» **Task details**
Copy the data that follows, exactly and completely.

[Stored data]

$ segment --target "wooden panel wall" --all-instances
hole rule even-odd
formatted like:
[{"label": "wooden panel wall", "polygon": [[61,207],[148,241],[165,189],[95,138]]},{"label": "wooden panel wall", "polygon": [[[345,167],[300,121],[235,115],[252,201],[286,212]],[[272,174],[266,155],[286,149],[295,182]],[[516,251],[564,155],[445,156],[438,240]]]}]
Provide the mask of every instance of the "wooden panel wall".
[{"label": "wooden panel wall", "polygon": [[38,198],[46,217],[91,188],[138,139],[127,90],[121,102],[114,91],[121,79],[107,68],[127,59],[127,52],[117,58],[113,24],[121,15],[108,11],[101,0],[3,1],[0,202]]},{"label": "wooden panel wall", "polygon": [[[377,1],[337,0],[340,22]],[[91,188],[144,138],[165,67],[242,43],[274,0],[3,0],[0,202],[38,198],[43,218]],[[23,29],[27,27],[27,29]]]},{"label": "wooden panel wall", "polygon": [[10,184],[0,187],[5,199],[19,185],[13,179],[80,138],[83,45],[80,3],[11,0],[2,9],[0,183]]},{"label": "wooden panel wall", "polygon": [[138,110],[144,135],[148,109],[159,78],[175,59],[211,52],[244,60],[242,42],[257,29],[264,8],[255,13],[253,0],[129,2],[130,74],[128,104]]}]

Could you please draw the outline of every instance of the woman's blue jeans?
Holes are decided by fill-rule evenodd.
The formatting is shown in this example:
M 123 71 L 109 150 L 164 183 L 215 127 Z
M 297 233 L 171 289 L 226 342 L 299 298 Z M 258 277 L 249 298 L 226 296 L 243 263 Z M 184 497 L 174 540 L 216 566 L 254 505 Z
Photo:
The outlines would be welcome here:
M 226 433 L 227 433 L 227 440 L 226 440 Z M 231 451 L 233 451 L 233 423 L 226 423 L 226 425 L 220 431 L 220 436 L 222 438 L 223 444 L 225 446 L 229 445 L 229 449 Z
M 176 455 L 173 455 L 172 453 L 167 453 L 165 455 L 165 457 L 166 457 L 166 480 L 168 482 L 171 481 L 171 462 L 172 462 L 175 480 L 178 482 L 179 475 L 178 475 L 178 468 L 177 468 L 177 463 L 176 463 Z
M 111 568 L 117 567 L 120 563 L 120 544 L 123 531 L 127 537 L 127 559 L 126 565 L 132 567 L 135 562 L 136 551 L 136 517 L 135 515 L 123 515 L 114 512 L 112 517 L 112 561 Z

» **Solution to this problem**
$ segment --target "wooden panel wall" --all-instances
hole rule even-odd
formatted like:
[{"label": "wooden panel wall", "polygon": [[61,207],[148,241],[165,189],[95,138]]},{"label": "wooden panel wall", "polygon": [[[345,167],[300,121],[235,115],[252,201],[286,212]],[[272,174],[266,155],[286,149],[295,182]],[[516,251],[564,155],[445,156],[438,240]]]}]
Provide the mask of every instance of the "wooden panel wall".
[{"label": "wooden panel wall", "polygon": [[38,198],[46,217],[91,188],[138,139],[127,90],[121,102],[114,91],[121,79],[107,68],[127,59],[127,52],[117,58],[113,24],[121,15],[108,11],[101,0],[3,1],[0,202]]},{"label": "wooden panel wall", "polygon": [[[377,1],[337,0],[340,22]],[[91,188],[144,138],[165,67],[242,43],[274,0],[3,0],[0,202],[38,198],[43,218]],[[23,29],[27,27],[27,29]]]},{"label": "wooden panel wall", "polygon": [[10,184],[0,187],[5,199],[19,185],[13,179],[80,138],[83,45],[80,3],[11,0],[2,9],[0,183]]},{"label": "wooden panel wall", "polygon": [[138,110],[144,135],[148,109],[159,78],[175,59],[211,52],[244,60],[242,42],[257,29],[264,8],[255,13],[253,0],[129,2],[130,74],[128,104]]}]

Could you please draw the outline of every instance of the woman's blue jeans?
Holes are decided by fill-rule evenodd.
The formatting is shown in this example:
M 123 71 L 109 150 L 164 183 L 215 127 Z
M 297 233 L 171 289 L 226 342 L 299 298 Z M 258 277 L 249 298 L 226 296 L 243 263 Z M 184 497 L 174 540 L 216 566 L 254 505 Z
Photo:
The outlines would be welcome here:
M 226 433 L 227 433 L 227 440 L 226 440 Z M 231 451 L 233 451 L 233 423 L 226 423 L 226 425 L 220 431 L 220 436 L 222 438 L 223 444 L 225 446 L 229 445 L 229 449 Z
M 176 455 L 173 455 L 172 453 L 167 453 L 165 455 L 165 457 L 166 457 L 166 480 L 168 482 L 171 481 L 171 462 L 172 462 L 175 480 L 178 482 L 179 475 L 178 475 L 178 468 L 177 468 L 177 463 L 176 463 Z
M 111 568 L 117 567 L 120 563 L 120 544 L 123 531 L 127 537 L 127 559 L 126 565 L 132 567 L 135 562 L 136 551 L 136 517 L 135 515 L 123 515 L 114 512 L 112 517 L 112 561 Z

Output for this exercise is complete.